*ЧТО СДЕЛАТЬ*
(a) Выведите без изменений фрагмент отрывка о Есенине от слов «Эти цитаты взяты» до слов «привитых Есенину Ивановым-Разумником.» включительно.
(b) Согласуются ли с отрывком о Есенине следующие утверждения: (i) статья Иванова-Разумника написана позже «Инонии»; (ii) поэма «Инония» названа в отрывке бездарной; (iii) знакомство с Есениным, о котором рассказано в отрывке, произошло в Петрограде? На каждое ответьте «да» или «нет» и приведите решающие слова отрывка в точной цитате.
(c) Продолжите отрывок о Есенине, начав сразу после его последнего предложения.

*ВЫБРАННЫЙ ОТРЫВОК*
════════════════

Эти цитаты взяты из предисловия Иванова-Разумника к есенинской поэме. Хронологически статья писана после "Инонии", но внутренняя последовательность их, конечно, обратная. Не "Инония" навела Иванова-Разумника на высказанные в его статье новые или не новые мысли, а "Инония" явилась ярким поэтическим воплощением всех этих мыслей, привитых Есенину Ивановым-Разумником.
Не устрашуся гибели,
Ни копий, ни стрел дождей.
Так говорит по Библии
Пророк Есенин Сергей.
Тут Есенин заблуждался. "Инонию" он писал лишь в смысле некоторых литературных приемов по Библии. По существу же вернее было сказать не "по Библии", а "по Иванову-Разумнику".
Есенин, со своей непосредственностью, перестарался. Поэма получилась открыто антихристианская и грубо кощунственная. По каким-то соображениям Иванов-Разумник потом старался затушевать и то и другое, свалив с больной головы на здоровую. Он уверяет, что Есенин "борется" не с Христом, а с тем лживым подобием его, с тем "Анти-Христом", "под властной рукой которого двадцать (?) веков росла и ширилась историческая церковь". По Иванову-Разумнику выходит, что они-то с Есениным и пекутся о вере Христовой. Правда, он тут же и проговаривается, что эта вера им дорога только как предшественница большей истины, грядущего Социализма, который и ее самое окончательно исправит и тем самым... упразднит, чтобы отныне мир больше уж не спасался "страданиями одного Человека"... Нет уж, честное антихристианство Есенина в "Инонии" больше располагает к себе, чем его ивановская интерпретация.
Не будем играть словами. Есенин в "Инонии" отказался от христианства вообще, не только от "исторического", а то, что свою истину он продолжал именовать Исусом, только "без креста и мук", - с христианской точки зрения было наиболее кощунственно. Отказался, быть может, с наивной легкостью, как перед тем наивно считал себя христианином, - но это не меняет самого факта.
Другое дело - литературные достоинства "Инонии". Поэма очень талантлива. Но для наслаждения ее достоинствами надобно в нее погрузиться, обладая чем-то вроде прочного водолазного наряда. Только запасшись таким нарядом, читатель духовно безнаказанно сможет разглядеть соблазнительные красоты "Инонии".
***
"Инония" была лебединой песней Есенина как поэта революции и чаемой новой правды. Заблуждался он или нет, сходились или не сходились в его писаниях логические концы с концами, худо ли, хорошо ли, - как ни судить, а несомненно, что Есенин высказывал, "выпевал" многое из того, что носилось в тогдашнем катастрофическом воздухе. В этом смысле, если угодно, он действительно был "пророком". Пророком своих и чужих заблуждений, несбывшихся упований, ошибок, - но пророком. С "Инонией" он высказался весь, до конца. После нее ему, в сущности, сказать было нечего. Слово было за событиями. Инония реальная должна была настать - или не настать. По меньшей мере, Россия должна была к ней двинуться - или не двинуться.
Весной 1918 года я познакомился в Москве с Есениным. Он как-то физически был приятен. Нравилась его стройность; мягкие, но уверенные движения; лицо не красивое, но миловидное. А лучше всего была его веселость, легкая, бойкая, но не шумная и не резкая. Он был очень ритмичен. Смотрел прямо в глаза и сразу производил впечатление человека с правдивым сердцем, наверное - отличнейшего товарища.

════════════════

*ИСХОДНЫЕ ДАННЫЕ*
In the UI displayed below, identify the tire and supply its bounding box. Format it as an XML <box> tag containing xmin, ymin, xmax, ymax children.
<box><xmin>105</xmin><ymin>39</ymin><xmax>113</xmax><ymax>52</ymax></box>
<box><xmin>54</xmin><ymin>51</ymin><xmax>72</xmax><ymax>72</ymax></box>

════════════════

*ОТВЕТЫ ПО ЗАДАНИЯМ*
(a)
Эти цитаты взяты из предисловия Иванова-Разумника к есенинской поэме. Хронологически статья писана после "Инонии", но внутренняя последовательность их, конечно, обратная. Не "Инония" навела Иванова-Разумника на высказанные в его статье новые или не новые мысли, а "Инония" явилась ярким поэтическим воплощением всех этих мыслей, привитых Есенину Ивановым-Разумником.

(b)
(i) Да: «Хронологически статья писана после "Инонии"».
(ii) Нет: «Поэма очень талантлива».
(iii) Нет: «Весной 1918 года я познакомился в Москве с Есениным».

(c)
Мы не часто встречались и почти всегда - на людях. Только раз прогуляли мы по Москве всю ночь, вдвоем. Говорили, конечно, о революции, но в памяти остались одни незначительные отрывки. Помню, что мы простились, уже на рассвете, у дома, где жил Есенин, на Тверской, возле Постниковского пассажа. Прощались довольные друг другом. Усердно звали друг друга в гости - да так оба и не собрались. Думаю - потому, что Есенину был не по душе круг моих друзей, мне же - его окружение.
Вращался он тогда в дурном обществе. Преимущественно это были молодые люди, примкнувшие к левым эсерам и большевикам, довольно невежественные, но чувствовавшие решительную готовность к переустройству мира. Философствовали непрестанно, и непременно в экстремистском духе. Люди были широкие. Мало ели, но много пили. Не то пламенно веровали, не то пламенно кощунствовали. Ходили к проституткам проповедовать революцию - и били их. Основным образом делились на два типа. Первый - мрачный брюнет с большой бородой. Второй белокурый юноша с длинными волосами и серафическим взором, слегка "нестеровского" облика. И те и другие готовы были ради ближнего отдать последнюю рубашку и загубить свою душу. Самого же ближнего - тут же расстрелять, если того "потребует революция". Все писали стихи, и все имели непосредственное касательство к че-ка. Кое-кто из серафических блондинов позднее прославился именно на почве расстреливания. Думаю, что Есенин знался с ними из небрезгливого любопытства и из любви к крайностям, каковы бы они ни были.
Помню такую историю. Тогда же, весной 1918 года, Алексей Толстой вздумал справлять именины. Созвал всю Москву литературную: "Сами приходите и вообще публику приводите". Собралось человек сорок, если не больше. Пришел и Есенин. Привел бородатого брюнета в кожаной куртке. Брюнет прислушивался к беседам. Порою вставлял словцо - и неглупое. Это был Блюмкин11, месяца через три убивший графа Мирбаха, германского посла. Есенин с ним, видимо, дружил. Была в числе гостей поэтесса К.12 Приглянулась она Есенину. Стал ухаживать. Захотел щегольнуть - и простодушно предложил поэтессе:
- А хотите поглядеть, как расстреливают? Я это вам через Блюмкина в одну минуту устрою.
Кажется, жил он довольно бестолково. В ту пору сблизился и с большевицкими "сферами".
Еще ранее, чем "Инонию", написал он стихотворение "Товарищ", вещь очень слабую, но любопытную. В ней он впервые расширил свою "социальную базу", выведя рабочих. Рабочие вышли довольно неправдоподобны, но важно то, что в число строителей новой истины включался теперь тот самый пролетариат, который вообще трактовался крестьянскими поэтами как "хулиган" и "шпана". Перемена произошла с разительной быстротой и неожиданностью, что опять-таки объясняется теми влияниями, под которые подпал Есенин.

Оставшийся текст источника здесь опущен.